[Point labels for objects]
★ ★ ★ ★ ★ ★ ★

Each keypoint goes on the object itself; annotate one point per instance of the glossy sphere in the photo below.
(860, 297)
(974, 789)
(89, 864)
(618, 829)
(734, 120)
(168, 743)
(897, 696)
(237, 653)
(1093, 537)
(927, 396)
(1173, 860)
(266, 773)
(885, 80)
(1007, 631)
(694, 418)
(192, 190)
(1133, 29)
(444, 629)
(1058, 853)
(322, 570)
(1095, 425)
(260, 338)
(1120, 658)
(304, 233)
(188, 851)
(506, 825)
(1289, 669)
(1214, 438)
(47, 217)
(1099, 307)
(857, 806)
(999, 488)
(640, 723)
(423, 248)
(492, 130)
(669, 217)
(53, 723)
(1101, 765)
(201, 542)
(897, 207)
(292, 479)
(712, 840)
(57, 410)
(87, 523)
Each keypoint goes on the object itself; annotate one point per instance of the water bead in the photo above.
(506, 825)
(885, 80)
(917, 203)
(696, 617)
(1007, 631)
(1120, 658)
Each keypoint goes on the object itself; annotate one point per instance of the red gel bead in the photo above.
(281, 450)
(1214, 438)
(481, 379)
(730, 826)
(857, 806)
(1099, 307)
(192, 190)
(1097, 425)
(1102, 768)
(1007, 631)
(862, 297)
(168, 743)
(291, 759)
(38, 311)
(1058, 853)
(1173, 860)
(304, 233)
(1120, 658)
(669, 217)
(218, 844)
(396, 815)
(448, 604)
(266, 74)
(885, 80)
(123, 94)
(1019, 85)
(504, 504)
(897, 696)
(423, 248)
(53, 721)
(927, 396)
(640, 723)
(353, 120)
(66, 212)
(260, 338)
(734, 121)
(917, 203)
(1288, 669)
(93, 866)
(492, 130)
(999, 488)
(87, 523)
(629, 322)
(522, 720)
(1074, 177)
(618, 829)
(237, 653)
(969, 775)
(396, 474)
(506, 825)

★ ★ ★ ★ ★ ★ ★

Challenge ::
Turn every line of the items above into a Markdown table with two columns, Row and Line. Number the rows in order and leave out any blank lines.

Answer below ::
| Row | Line |
|---|---|
| 1 | Each keypoint goes on the object itself; annotate one point per instance of the glossy sphere in the photo below. |
| 2 | (860, 297) |
| 3 | (974, 789) |
| 4 | (89, 864) |
| 5 | (618, 829) |
| 6 | (734, 120) |
| 7 | (168, 743) |
| 8 | (897, 696) |
| 9 | (237, 653) |
| 10 | (1093, 537) |
| 11 | (927, 396) |
| 12 | (1173, 860) |
| 13 | (266, 773) |
| 14 | (885, 80) |
| 15 | (1007, 631) |
| 16 | (694, 418) |
| 17 | (192, 190) |
| 18 | (1133, 29) |
| 19 | (444, 629) |
| 20 | (1058, 853) |
| 21 | (322, 570) |
| 22 | (1095, 425) |
| 23 | (260, 338) |
| 24 | (1120, 658) |
| 25 | (304, 233) |
| 26 | (188, 851) |
| 27 | (506, 825) |
| 28 | (1289, 669) |
| 29 | (1214, 438) |
| 30 | (47, 217) |
| 31 | (1099, 307) |
| 32 | (857, 806) |
| 33 | (999, 488) |
| 34 | (640, 723) |
| 35 | (423, 248) |
| 36 | (492, 130) |
| 37 | (669, 217) |
| 38 | (53, 723) |
| 39 | (1101, 765) |
| 40 | (201, 542) |
| 41 | (897, 207) |
| 42 | (292, 479) |
| 43 | (712, 840) |
| 44 | (57, 410) |
| 45 | (87, 523) |
| 46 | Each keypoint goes on the object itself; annotate one point per instance of the water bead in the photo above. |
| 47 | (506, 825) |
| 48 | (885, 80) |
| 49 | (917, 203) |
| 50 | (696, 617) |
| 51 | (1007, 631) |
| 52 | (1120, 658) |
| 53 | Each keypoint goes on the object itself; annotate one point per instance of the red gel bead in the photo above. |
| 54 | (281, 450) |
| 55 | (1214, 438) |
| 56 | (481, 379) |
| 57 | (730, 826) |
| 58 | (857, 806) |
| 59 | (1099, 307) |
| 60 | (192, 190) |
| 61 | (1097, 425) |
| 62 | (1102, 768) |
| 63 | (1007, 631) |
| 64 | (862, 297) |
| 65 | (168, 743) |
| 66 | (291, 759) |
| 67 | (38, 311) |
| 68 | (1058, 853) |
| 69 | (1173, 860) |
| 70 | (304, 233) |
| 71 | (1120, 658) |
| 72 | (669, 217) |
| 73 | (218, 844) |
| 74 | (396, 815) |
| 75 | (448, 604) |
| 76 | (266, 74) |
| 77 | (885, 80) |
| 78 | (123, 94) |
| 79 | (1019, 85) |
| 80 | (504, 504) |
| 81 | (897, 696) |
| 82 | (423, 248) |
| 83 | (53, 721) |
| 84 | (927, 396) |
| 85 | (640, 723) |
| 86 | (353, 120) |
| 87 | (66, 212) |
| 88 | (260, 338) |
| 89 | (734, 121) |
| 90 | (917, 203) |
| 91 | (1288, 669) |
| 92 | (93, 866) |
| 93 | (492, 130) |
| 94 | (999, 488) |
| 95 | (87, 523) |
| 96 | (629, 322) |
| 97 | (522, 720) |
| 98 | (1074, 177) |
| 99 | (618, 829) |
| 100 | (237, 653) |
| 101 | (969, 775) |
| 102 | (396, 474) |
| 103 | (506, 825) |